Dari fenomena ini memperlihatkan bahwa humor kolektif digital bukan hanya sebagai coping mechanism, melainkan sebagai sinyal sosio-kultural, yakni titik di mana pengetahuan historis bencana telah kehilangan “jatidiri kolektif” sehingga respons terhadap alarm modern menjadi campur aduk antara panik tanpa protokol dan parodi tanpa refleksi.
Pendekatan sosiologi bencana mengajarkan bahwa risiko bukan hanya persoalan geologi, tetapi juga persoalan sosial. Ketika masyarakat lebih cepat membuat meme daripada mengaktifkan protokol evakuasi, kita berhadapan dengan fenomena yang bisa disebut “mitigasi lelucon”: humor sebagai mekanisme sosial sekaligus sinyal erosi memori risiko. Fenomena ini jarang dikaji dalam konteks Indonesia. Penelitian tentang komunikasi risiko di Jepang, misalnya, menunjukkan bahwa keberhasilan mitigasi tidak hanya karena teknologi, tapi karena budaya risiko yang ditanam sejak dini. Di Jepang, sirine bukan undangan untuk bercanda; ia adalah bagian dari ritus kolektif yang dipahami secara emosional dan historis. Di Jepang, gempa yang lebih dari 1000 kali per tahun bukan untuk ditakuti, tapi “dibiasakan”.

● Bahan:
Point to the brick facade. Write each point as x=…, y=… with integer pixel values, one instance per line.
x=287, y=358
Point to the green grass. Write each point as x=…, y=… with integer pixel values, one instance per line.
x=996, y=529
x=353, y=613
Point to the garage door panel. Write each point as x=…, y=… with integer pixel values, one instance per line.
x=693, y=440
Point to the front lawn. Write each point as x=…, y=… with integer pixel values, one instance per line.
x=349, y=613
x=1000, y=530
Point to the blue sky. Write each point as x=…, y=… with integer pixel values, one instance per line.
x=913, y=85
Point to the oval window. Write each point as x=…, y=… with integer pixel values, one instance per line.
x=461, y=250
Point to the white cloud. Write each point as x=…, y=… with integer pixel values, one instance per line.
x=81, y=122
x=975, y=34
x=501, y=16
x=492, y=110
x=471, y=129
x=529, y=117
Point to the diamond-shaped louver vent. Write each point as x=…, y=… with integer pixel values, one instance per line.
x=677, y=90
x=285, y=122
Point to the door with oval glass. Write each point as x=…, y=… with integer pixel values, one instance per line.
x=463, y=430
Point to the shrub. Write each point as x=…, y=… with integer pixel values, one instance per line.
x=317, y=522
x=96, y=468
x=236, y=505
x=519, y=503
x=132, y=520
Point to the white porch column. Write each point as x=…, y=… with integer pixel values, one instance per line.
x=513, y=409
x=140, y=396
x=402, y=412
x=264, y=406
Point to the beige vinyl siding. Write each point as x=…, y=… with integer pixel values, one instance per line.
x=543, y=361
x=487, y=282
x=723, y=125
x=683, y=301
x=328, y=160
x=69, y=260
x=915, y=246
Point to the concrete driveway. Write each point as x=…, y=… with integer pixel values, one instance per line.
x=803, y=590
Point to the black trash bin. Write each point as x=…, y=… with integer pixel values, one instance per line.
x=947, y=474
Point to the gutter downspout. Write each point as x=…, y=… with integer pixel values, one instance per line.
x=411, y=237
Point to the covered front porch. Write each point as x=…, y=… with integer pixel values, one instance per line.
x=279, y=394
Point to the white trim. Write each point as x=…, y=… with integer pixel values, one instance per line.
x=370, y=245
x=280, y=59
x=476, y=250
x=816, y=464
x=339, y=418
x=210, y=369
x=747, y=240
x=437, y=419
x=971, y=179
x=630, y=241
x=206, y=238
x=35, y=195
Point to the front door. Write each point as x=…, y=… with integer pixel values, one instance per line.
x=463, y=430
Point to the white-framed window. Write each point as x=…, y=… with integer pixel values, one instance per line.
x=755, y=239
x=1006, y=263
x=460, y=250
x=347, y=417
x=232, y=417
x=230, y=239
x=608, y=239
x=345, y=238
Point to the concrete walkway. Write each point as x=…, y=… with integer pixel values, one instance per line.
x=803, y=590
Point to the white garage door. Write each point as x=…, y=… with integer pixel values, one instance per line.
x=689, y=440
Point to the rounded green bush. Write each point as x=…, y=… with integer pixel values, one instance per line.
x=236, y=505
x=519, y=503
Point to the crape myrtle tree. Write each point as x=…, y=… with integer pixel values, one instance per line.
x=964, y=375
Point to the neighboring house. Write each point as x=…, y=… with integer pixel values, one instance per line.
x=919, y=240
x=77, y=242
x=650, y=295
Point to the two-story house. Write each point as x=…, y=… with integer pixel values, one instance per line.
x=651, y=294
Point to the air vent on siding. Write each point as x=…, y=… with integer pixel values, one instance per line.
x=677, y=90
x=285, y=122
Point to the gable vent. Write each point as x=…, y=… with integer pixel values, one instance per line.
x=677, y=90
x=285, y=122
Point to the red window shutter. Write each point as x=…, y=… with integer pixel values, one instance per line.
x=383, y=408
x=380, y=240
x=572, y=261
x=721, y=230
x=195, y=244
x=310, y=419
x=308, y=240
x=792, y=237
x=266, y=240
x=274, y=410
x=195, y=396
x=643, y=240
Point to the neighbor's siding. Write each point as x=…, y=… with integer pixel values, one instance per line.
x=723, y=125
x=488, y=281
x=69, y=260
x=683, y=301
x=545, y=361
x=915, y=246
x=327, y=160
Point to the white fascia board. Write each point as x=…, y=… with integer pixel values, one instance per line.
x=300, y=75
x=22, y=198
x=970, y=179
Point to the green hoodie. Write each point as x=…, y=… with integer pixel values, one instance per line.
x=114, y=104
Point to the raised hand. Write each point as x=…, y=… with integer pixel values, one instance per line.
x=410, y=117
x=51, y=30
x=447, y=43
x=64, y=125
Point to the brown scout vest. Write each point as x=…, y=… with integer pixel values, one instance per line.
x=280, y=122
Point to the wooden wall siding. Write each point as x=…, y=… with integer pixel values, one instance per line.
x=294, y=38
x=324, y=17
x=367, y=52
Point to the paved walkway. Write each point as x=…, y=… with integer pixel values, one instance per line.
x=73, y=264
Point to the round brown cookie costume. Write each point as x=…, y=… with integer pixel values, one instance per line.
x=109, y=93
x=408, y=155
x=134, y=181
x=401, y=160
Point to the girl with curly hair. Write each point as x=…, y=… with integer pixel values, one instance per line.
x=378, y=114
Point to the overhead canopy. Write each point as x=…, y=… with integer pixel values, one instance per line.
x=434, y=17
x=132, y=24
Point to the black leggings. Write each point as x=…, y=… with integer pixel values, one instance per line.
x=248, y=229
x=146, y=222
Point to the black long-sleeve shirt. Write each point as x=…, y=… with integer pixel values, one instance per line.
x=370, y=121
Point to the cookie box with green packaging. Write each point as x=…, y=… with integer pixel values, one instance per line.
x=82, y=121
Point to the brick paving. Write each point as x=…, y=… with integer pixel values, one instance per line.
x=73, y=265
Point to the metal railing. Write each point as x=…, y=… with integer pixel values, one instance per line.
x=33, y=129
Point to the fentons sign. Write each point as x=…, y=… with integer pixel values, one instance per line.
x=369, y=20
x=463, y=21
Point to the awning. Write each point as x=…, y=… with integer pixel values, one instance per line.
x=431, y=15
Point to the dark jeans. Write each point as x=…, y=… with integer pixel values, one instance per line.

● Soal Latihan:
• a. Salin persis bagian teks tentang humor dan bencana, semuanya mulai dari "Dari fenomena ini" terus sampai "parodi tanpa refleksi.".
• b. Lanjutkan teks tentang humor dan bencana dengan menulis bagian berikutnya, dimulai setelah kalimat terakhirnya.

● Jawaban Soal:
• a.
Dari fenomena ini memperlihatkan bahwa humor kolektif digital bukan hanya sebagai coping mechanism, melainkan sebagai sinyal sosio-kultural, yakni titik di mana pengetahuan historis bencana telah kehilangan “jatidiri kolektif” sehingga respons terhadap alarm modern menjadi campur aduk antara panik tanpa protokol dan parodi tanpa refleksi.

• b.
Perbandingan ini menunjukkan transisi yang harus dilakukan Gorontalo. Pemerintah daerah sudah mulai membangun program Desa Tangguh Bencana dan jalur evakuasi resmi serta membangun strategi komunikasi sosial hingga pendidikan kebencanaan. Namun, upaya ini perlu dilengkapi dengan narasi publik yang menghidupkan kembali sejarah lokal bencana. Simulasi tidak cukup jika tidak diikat dengan memori kolektif. Masyarakat akan lebih siap jika diberi konteks bahwa sirine bukan sekadar bunyi, tapi gema sejarah gempa dan tsunami masa silam.
Kesiapsiagaan tidak lahir dari ketakutan sesaat, tetapi dari proses reflektif yang menjahit pengetahuan ilmiah, pengalaman historis, dan budaya lokal. Jika tidak, tawa akan terus menjadi satu-satunya protokol, sampai suatu hari gempa datang bukan untuk ditertawakan, tapi untuk benar-benar dihadapi. Gorontalo memiliki kesempatan untuk membalik keadaan ini, dari risk society yang gagap menjadi masyarakat tangguh yang belajar dari sejarahnya sendiri.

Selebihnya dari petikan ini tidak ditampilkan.